Reproduce the records below verbatim, omitting the pictures from your answer.

■ **Records supplied**
- - - - - - -

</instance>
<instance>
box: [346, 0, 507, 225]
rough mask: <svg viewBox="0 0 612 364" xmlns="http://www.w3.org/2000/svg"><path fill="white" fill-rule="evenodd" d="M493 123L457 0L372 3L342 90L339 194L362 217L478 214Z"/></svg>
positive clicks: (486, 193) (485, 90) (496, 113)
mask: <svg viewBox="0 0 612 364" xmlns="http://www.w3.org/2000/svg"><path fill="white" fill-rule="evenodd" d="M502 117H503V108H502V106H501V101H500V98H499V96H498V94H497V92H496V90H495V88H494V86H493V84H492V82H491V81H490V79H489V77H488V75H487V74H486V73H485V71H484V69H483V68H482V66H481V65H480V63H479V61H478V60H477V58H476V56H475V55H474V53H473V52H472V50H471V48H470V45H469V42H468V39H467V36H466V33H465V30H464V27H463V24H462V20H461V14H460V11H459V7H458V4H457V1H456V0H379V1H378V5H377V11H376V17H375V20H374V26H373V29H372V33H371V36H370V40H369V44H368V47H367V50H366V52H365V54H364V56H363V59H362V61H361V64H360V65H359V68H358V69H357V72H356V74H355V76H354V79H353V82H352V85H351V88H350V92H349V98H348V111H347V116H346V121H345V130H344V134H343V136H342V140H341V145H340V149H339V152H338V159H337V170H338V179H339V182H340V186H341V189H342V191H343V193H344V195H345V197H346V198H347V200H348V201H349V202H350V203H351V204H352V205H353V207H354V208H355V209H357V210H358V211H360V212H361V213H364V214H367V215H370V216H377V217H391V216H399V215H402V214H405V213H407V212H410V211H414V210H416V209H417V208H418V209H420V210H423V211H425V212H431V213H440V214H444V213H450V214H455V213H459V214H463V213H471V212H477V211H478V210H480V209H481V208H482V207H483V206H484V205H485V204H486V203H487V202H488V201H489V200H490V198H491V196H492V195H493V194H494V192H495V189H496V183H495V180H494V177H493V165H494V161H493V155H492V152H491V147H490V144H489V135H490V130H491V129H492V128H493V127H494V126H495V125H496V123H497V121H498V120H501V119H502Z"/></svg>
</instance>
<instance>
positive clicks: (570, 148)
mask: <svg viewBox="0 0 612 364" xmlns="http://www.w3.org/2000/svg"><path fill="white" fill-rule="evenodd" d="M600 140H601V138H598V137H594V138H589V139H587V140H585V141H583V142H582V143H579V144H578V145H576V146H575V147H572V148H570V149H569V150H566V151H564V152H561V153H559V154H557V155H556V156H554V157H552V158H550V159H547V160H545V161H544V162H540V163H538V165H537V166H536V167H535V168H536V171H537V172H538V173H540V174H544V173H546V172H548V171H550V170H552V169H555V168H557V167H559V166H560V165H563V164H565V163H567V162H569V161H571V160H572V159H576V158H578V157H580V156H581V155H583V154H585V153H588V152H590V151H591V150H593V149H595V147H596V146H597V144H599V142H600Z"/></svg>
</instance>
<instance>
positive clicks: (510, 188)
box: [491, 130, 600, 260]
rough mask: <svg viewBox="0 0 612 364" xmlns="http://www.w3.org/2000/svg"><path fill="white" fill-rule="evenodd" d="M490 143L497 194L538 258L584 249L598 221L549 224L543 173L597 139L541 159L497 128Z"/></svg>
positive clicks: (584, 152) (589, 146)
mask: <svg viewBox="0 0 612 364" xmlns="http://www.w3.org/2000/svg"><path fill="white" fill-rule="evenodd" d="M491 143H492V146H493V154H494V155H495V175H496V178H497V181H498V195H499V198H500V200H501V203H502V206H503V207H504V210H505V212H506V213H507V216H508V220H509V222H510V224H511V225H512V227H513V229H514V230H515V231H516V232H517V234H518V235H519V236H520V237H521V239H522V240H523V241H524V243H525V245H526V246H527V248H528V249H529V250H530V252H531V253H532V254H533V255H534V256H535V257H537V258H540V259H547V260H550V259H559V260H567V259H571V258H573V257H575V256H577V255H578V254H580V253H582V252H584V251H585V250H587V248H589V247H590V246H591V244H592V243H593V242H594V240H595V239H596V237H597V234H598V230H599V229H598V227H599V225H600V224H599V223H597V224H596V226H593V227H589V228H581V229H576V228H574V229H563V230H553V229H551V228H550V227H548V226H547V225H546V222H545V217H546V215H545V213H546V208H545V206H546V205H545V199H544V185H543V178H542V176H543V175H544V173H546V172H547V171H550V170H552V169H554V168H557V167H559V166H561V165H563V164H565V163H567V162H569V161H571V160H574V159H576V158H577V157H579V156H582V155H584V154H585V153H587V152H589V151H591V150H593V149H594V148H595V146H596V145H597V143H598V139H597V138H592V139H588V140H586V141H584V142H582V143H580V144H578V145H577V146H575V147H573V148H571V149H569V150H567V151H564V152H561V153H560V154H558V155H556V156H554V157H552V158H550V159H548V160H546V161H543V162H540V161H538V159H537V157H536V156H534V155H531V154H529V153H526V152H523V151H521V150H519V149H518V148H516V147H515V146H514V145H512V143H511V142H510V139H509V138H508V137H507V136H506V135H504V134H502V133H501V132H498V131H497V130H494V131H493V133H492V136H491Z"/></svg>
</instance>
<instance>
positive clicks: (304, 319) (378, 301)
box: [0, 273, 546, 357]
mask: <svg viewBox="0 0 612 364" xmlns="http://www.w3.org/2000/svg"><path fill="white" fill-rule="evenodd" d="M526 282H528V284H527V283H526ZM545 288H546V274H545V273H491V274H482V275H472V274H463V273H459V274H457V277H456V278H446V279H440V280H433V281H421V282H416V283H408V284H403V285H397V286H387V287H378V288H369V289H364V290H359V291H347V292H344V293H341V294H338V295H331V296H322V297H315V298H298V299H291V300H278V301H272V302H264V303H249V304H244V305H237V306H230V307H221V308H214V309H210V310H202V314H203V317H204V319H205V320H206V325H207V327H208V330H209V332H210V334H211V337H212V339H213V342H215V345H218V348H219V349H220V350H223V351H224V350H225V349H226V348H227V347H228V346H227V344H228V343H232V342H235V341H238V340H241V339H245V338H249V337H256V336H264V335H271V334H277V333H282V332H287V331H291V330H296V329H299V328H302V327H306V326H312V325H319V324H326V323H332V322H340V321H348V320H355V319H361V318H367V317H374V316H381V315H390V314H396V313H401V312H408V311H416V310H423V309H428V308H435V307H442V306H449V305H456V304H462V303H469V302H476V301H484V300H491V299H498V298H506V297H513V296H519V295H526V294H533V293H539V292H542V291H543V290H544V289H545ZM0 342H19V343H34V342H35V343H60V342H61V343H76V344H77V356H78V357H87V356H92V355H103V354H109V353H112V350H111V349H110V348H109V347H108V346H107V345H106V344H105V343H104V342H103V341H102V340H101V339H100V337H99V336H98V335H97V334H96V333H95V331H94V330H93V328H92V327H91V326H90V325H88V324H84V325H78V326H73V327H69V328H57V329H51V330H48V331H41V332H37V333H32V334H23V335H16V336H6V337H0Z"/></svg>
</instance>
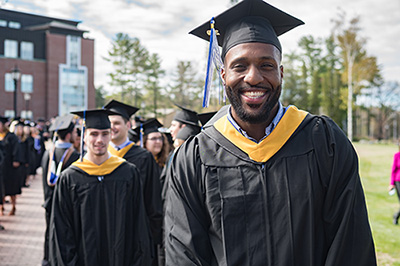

- - - - - - -

■ **Written answer**
</instance>
<instance>
box: [346, 0, 507, 225]
rough mask: <svg viewBox="0 0 612 364" xmlns="http://www.w3.org/2000/svg"><path fill="white" fill-rule="evenodd" d="M493 123L457 0L372 3L342 90L339 194L362 217L478 214Z"/></svg>
positive clicks: (486, 193) (485, 90) (496, 113)
mask: <svg viewBox="0 0 612 364" xmlns="http://www.w3.org/2000/svg"><path fill="white" fill-rule="evenodd" d="M502 117H503V108H502V106H501V101H500V98H499V96H498V94H497V92H496V90H495V88H494V86H493V84H492V82H491V81H490V79H489V77H488V75H487V74H486V73H485V71H484V69H483V68H482V66H481V65H480V63H479V61H478V60H477V58H476V56H475V55H474V53H473V52H472V50H471V48H470V45H469V42H468V39H467V36H466V33H465V30H464V27H463V24H462V20H461V14H460V11H459V7H458V4H457V1H456V0H379V1H378V5H377V11H376V17H375V20H374V26H373V29H372V33H371V36H370V40H369V44H368V47H367V50H366V52H365V54H364V56H363V59H362V61H361V64H360V65H359V68H358V69H357V72H356V74H355V76H354V79H353V82H352V85H351V88H350V92H349V98H348V111H347V116H346V121H345V130H344V134H343V136H342V140H341V145H340V149H339V152H338V159H337V170H338V179H339V182H340V186H341V189H342V191H343V193H344V195H345V197H346V198H347V200H348V201H349V202H350V203H351V204H352V205H353V207H354V208H355V209H357V210H358V211H360V212H361V213H364V214H367V215H370V216H377V217H391V216H399V215H402V214H405V213H407V212H410V211H414V210H416V209H417V208H418V209H420V210H423V211H425V212H431V213H440V214H444V213H450V214H455V213H459V214H463V213H471V212H477V211H478V210H480V209H481V208H482V207H483V206H484V205H485V204H486V203H487V202H488V201H489V200H490V198H491V196H492V195H493V194H494V192H495V189H496V183H495V180H494V177H493V165H494V161H493V155H492V152H491V147H490V144H489V135H490V130H491V129H492V128H493V127H494V126H495V125H496V123H497V121H498V120H501V119H502Z"/></svg>
</instance>
<instance>
positive clicks: (570, 148)
mask: <svg viewBox="0 0 612 364" xmlns="http://www.w3.org/2000/svg"><path fill="white" fill-rule="evenodd" d="M600 140H601V138H598V137H594V138H589V139H587V140H585V141H583V142H582V143H579V144H578V145H576V146H575V147H572V148H570V149H569V150H566V151H564V152H561V153H559V154H557V155H556V156H554V157H552V158H550V159H547V160H545V161H544V162H540V163H538V165H537V166H536V167H535V168H536V171H537V172H538V173H540V174H544V173H546V172H548V171H550V170H552V169H555V168H557V167H559V166H560V165H563V164H565V163H567V162H569V161H571V160H572V159H576V158H578V157H580V156H581V155H583V154H585V153H588V152H590V151H591V150H593V149H595V147H596V146H597V144H599V142H600Z"/></svg>
</instance>
<instance>
positive clicks: (510, 188)
box: [491, 130, 600, 260]
rough mask: <svg viewBox="0 0 612 364" xmlns="http://www.w3.org/2000/svg"><path fill="white" fill-rule="evenodd" d="M490 143L497 194L538 258L584 249L598 221L549 224L543 173L597 139L541 159L497 128Z"/></svg>
positive clicks: (584, 152) (589, 146)
mask: <svg viewBox="0 0 612 364" xmlns="http://www.w3.org/2000/svg"><path fill="white" fill-rule="evenodd" d="M491 143H492V146H493V154H494V155H495V175H496V178H497V181H498V195H499V198H500V200H501V203H502V206H503V207H504V210H505V212H506V213H507V216H508V220H509V222H510V224H511V225H512V227H513V229H514V230H515V231H516V232H517V234H518V235H519V236H520V237H521V239H522V240H523V241H524V243H525V245H526V246H527V248H528V249H529V250H530V252H531V253H532V254H533V255H534V256H535V257H537V258H540V259H547V260H550V259H559V260H567V259H571V258H573V257H575V256H577V255H578V254H580V253H582V252H584V251H585V250H587V248H589V247H590V246H591V244H592V243H593V242H594V240H595V239H596V237H597V234H598V230H599V229H598V227H599V225H600V224H599V223H597V224H596V226H593V227H589V228H581V229H576V228H574V229H563V230H553V229H551V228H550V227H548V226H547V225H546V222H545V217H546V215H545V213H546V208H545V206H546V205H545V199H544V185H543V178H542V176H543V175H544V173H546V172H547V171H550V170H552V169H554V168H557V167H559V166H561V165H563V164H565V163H567V162H569V161H571V160H574V159H576V158H577V157H579V156H582V155H584V154H585V153H587V152H589V151H591V150H593V149H594V148H595V146H596V145H597V143H598V139H597V138H592V139H588V140H586V141H584V142H582V143H580V144H578V145H577V146H575V147H573V148H571V149H569V150H567V151H564V152H561V153H560V154H558V155H556V156H554V157H552V158H550V159H548V160H546V161H543V162H540V161H538V159H537V157H536V156H534V155H531V154H529V153H526V152H523V151H521V150H519V149H518V148H516V147H515V146H514V145H512V143H511V142H510V139H509V138H508V137H507V136H506V135H504V134H502V133H501V132H498V131H497V130H494V131H493V133H492V136H491Z"/></svg>
</instance>
<instance>
positive clicks: (304, 319) (378, 301)
box: [0, 273, 546, 357]
mask: <svg viewBox="0 0 612 364" xmlns="http://www.w3.org/2000/svg"><path fill="white" fill-rule="evenodd" d="M526 282H528V284H527V283H526ZM545 288H546V274H545V273H491V274H482V275H472V274H463V273H459V274H457V277H456V278H446V279H440V280H433V281H421V282H416V283H408V284H403V285H397V286H387V287H378V288H369V289H364V290H359V291H347V292H344V293H341V294H338V295H331V296H322V297H315V298H298V299H291V300H278V301H272V302H264V303H249V304H244V305H237V306H230V307H221V308H214V309H210V310H202V314H203V317H204V319H205V320H206V325H207V327H208V330H209V332H210V334H211V337H212V339H213V342H215V345H218V348H219V349H220V350H223V351H224V350H225V349H226V348H227V347H228V346H227V344H228V343H232V342H235V341H238V340H241V339H245V338H249V337H256V336H264V335H271V334H277V333H282V332H287V331H291V330H296V329H299V328H302V327H306V326H312V325H319V324H326V323H332V322H340V321H348V320H355V319H361V318H367V317H374V316H381V315H390V314H396V313H401V312H408V311H416V310H423V309H428V308H435V307H442V306H449V305H456V304H462V303H469V302H476V301H484V300H491V299H498V298H506V297H513V296H519V295H526V294H533V293H539V292H542V291H543V290H544V289H545ZM0 342H19V343H34V342H35V343H60V342H61V343H76V344H77V356H78V357H87V356H92V355H103V354H109V353H112V350H111V349H110V348H109V347H108V346H107V345H106V344H105V343H104V342H103V341H102V340H101V339H100V337H99V336H98V335H97V334H96V333H95V331H94V330H93V328H92V327H91V326H90V325H88V324H84V325H78V326H73V327H69V328H57V329H51V330H48V331H41V332H37V333H32V334H23V335H16V336H6V337H0Z"/></svg>
</instance>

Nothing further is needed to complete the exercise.